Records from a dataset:
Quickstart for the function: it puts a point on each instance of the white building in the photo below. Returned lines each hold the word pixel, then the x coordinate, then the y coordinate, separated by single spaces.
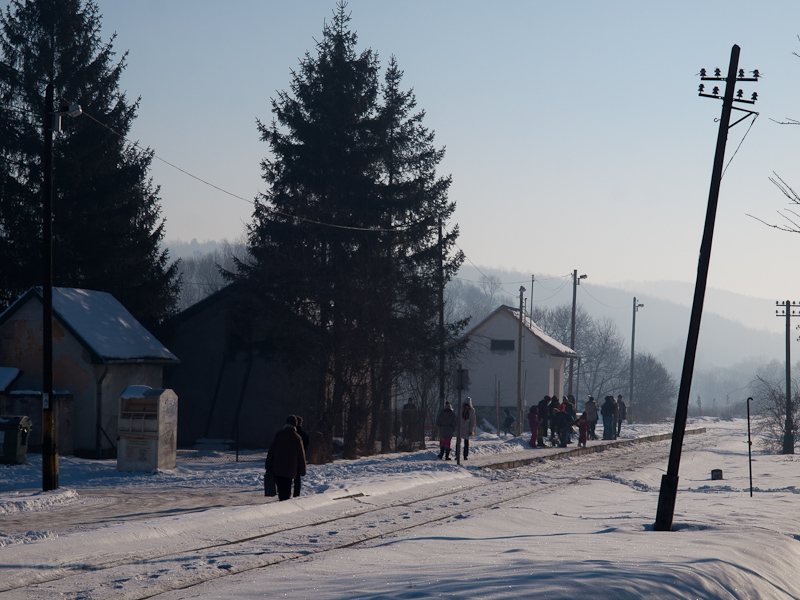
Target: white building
pixel 491 355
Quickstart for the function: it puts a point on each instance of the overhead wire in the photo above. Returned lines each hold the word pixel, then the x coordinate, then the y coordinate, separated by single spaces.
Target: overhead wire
pixel 224 191
pixel 755 116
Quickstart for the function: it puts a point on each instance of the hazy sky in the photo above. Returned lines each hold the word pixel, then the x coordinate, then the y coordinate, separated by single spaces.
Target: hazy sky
pixel 574 133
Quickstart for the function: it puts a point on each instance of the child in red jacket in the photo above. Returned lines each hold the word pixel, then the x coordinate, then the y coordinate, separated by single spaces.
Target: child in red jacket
pixel 533 422
pixel 583 429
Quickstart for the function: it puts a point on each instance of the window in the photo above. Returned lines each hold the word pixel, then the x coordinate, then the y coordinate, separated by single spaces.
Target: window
pixel 502 345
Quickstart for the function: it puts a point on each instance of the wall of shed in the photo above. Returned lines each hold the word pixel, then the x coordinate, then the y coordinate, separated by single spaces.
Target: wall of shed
pixel 73 372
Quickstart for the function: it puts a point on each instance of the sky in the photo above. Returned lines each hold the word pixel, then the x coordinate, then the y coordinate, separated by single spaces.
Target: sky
pixel 408 526
pixel 574 133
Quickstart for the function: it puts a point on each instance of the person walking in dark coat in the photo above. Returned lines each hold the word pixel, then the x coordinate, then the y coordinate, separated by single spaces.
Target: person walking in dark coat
pixel 591 411
pixel 508 422
pixel 286 459
pixel 303 436
pixel 622 414
pixel 447 423
pixel 608 411
pixel 468 423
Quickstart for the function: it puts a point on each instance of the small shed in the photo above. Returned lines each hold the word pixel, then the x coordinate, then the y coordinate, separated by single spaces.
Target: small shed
pixel 490 352
pixel 230 393
pixel 99 349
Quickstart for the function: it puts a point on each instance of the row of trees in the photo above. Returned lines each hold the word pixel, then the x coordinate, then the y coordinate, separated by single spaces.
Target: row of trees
pixel 347 253
pixel 107 227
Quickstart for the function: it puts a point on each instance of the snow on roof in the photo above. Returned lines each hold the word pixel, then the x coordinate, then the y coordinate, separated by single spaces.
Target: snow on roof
pixel 532 327
pixel 105 325
pixel 102 324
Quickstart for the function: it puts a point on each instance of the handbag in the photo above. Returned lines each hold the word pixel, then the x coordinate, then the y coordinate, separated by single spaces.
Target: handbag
pixel 269 485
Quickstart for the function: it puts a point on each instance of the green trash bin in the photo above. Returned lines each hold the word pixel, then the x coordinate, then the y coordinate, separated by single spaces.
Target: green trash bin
pixel 14 432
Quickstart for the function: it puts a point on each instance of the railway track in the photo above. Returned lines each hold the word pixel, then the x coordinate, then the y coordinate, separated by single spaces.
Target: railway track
pixel 159 571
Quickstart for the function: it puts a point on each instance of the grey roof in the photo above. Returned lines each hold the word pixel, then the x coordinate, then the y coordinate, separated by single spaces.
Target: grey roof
pixel 102 324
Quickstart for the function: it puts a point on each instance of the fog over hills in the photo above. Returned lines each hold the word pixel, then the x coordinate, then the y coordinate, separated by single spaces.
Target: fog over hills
pixel 735 328
pixel 739 333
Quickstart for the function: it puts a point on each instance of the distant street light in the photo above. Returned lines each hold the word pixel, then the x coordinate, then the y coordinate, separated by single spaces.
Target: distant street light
pixel 636 308
pixel 52 120
pixel 576 281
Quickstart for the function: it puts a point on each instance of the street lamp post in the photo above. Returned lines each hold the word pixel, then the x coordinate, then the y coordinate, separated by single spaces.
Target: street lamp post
pixel 636 308
pixel 52 121
pixel 576 281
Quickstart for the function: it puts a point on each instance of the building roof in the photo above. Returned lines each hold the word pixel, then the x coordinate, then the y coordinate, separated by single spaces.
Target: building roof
pixel 101 324
pixel 532 328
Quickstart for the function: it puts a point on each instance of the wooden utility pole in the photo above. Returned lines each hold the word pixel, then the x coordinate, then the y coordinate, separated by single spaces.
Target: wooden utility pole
pixel 636 308
pixel 669 481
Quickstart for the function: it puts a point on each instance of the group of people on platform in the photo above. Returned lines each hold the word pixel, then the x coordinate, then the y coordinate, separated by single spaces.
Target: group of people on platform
pixel 551 420
pixel 559 418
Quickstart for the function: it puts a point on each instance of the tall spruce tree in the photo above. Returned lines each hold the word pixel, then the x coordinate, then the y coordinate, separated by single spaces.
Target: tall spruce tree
pixel 344 244
pixel 107 228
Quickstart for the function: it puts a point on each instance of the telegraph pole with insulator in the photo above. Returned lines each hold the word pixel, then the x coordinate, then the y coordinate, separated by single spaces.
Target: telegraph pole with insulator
pixel 669 481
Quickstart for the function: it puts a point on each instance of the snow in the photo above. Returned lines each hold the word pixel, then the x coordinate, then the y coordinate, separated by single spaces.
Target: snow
pixel 408 526
pixel 102 323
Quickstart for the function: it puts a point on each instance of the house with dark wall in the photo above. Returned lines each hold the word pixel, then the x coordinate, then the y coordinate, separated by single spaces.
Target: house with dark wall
pixel 229 391
pixel 99 349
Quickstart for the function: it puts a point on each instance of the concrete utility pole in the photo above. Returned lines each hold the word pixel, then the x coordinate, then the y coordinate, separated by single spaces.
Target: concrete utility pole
pixel 441 322
pixel 576 281
pixel 49 446
pixel 519 360
pixel 52 121
pixel 788 427
pixel 636 308
pixel 669 481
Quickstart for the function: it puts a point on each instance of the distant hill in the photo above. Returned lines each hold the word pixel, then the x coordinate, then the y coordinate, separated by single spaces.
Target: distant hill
pixel 734 328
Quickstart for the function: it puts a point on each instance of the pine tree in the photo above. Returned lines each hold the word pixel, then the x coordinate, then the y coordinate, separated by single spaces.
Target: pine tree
pixel 107 228
pixel 344 244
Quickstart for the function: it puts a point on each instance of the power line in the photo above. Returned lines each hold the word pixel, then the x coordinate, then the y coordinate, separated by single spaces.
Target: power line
pixel 224 191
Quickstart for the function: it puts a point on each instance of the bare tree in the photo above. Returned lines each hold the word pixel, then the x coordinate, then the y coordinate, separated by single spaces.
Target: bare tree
pixel 474 301
pixel 200 274
pixel 769 406
pixel 656 390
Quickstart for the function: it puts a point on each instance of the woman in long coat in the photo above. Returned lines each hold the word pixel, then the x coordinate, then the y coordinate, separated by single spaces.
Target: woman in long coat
pixel 446 422
pixel 467 422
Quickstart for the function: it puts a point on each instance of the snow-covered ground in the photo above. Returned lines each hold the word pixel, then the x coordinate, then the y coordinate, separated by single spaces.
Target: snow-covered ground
pixel 408 526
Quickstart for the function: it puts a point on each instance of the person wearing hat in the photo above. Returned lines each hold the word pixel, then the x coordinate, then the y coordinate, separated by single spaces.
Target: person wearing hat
pixel 286 459
pixel 591 411
pixel 468 423
pixel 447 423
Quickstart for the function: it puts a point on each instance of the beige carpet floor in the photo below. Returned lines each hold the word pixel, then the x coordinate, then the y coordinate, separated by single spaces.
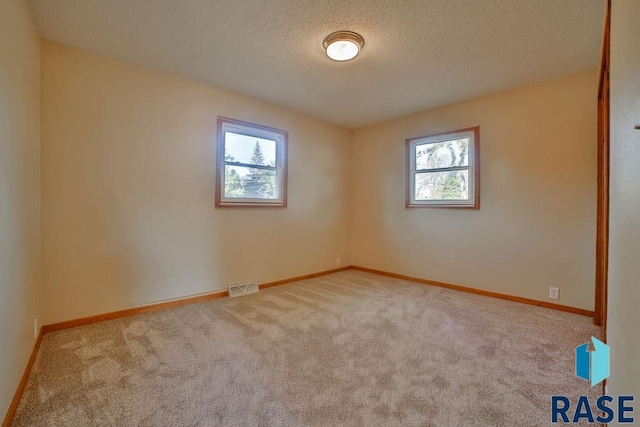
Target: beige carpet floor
pixel 350 348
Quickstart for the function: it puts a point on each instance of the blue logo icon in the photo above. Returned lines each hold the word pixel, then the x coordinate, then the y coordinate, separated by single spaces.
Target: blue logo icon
pixel 594 365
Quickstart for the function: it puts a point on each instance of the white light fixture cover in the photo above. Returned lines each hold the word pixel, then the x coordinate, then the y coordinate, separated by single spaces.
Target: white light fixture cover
pixel 343 45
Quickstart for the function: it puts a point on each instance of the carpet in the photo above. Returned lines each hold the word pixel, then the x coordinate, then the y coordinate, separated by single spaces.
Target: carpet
pixel 350 348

| YOUR OBJECTIVE |
Reproduce the lines from the line with "the person wearing" through the last line of the entries exactly, including both ends and excluding pictures.

| WRITTEN ANSWER |
Quickstart for the function: it puts a point on each instance of the person wearing hat in the photo above. Returned lines each hold the word pixel, then the x coordinate, then the y coordinate, separated by single spaces.
Target: person wearing hat
pixel 286 459
pixel 591 411
pixel 468 423
pixel 447 423
Quickstart for the function: it puts a point on each instance of the beige carpet floor in the photo below. Returned lines each hold the word pixel, then the x coordinate, then the y coordinate, separated by single spaces.
Target: beige carpet floor
pixel 350 348
Quickstart for the function: it puts a point on each instance of the blue logo icon in the photo above. Returned lines each hold the word pixel, then the x coordinate, then the y coordinate, separated by single spaces.
Target: blue logo icon
pixel 594 365
Quickstart for the function: it puts a point on each instance of the white light fixture cover in the photo above. Returned lines each hold the word pixel, then the x coordinate, then the y coordinate, separated by single spaces.
Target: white light fixture cover
pixel 343 45
Quickstart for the function: it puts a point on each instance of the carpet in the photo above. Returned lines each hold the word pixel, then the x coordinate, then the y coordinate, separated by single spaces.
Target: carpet
pixel 350 348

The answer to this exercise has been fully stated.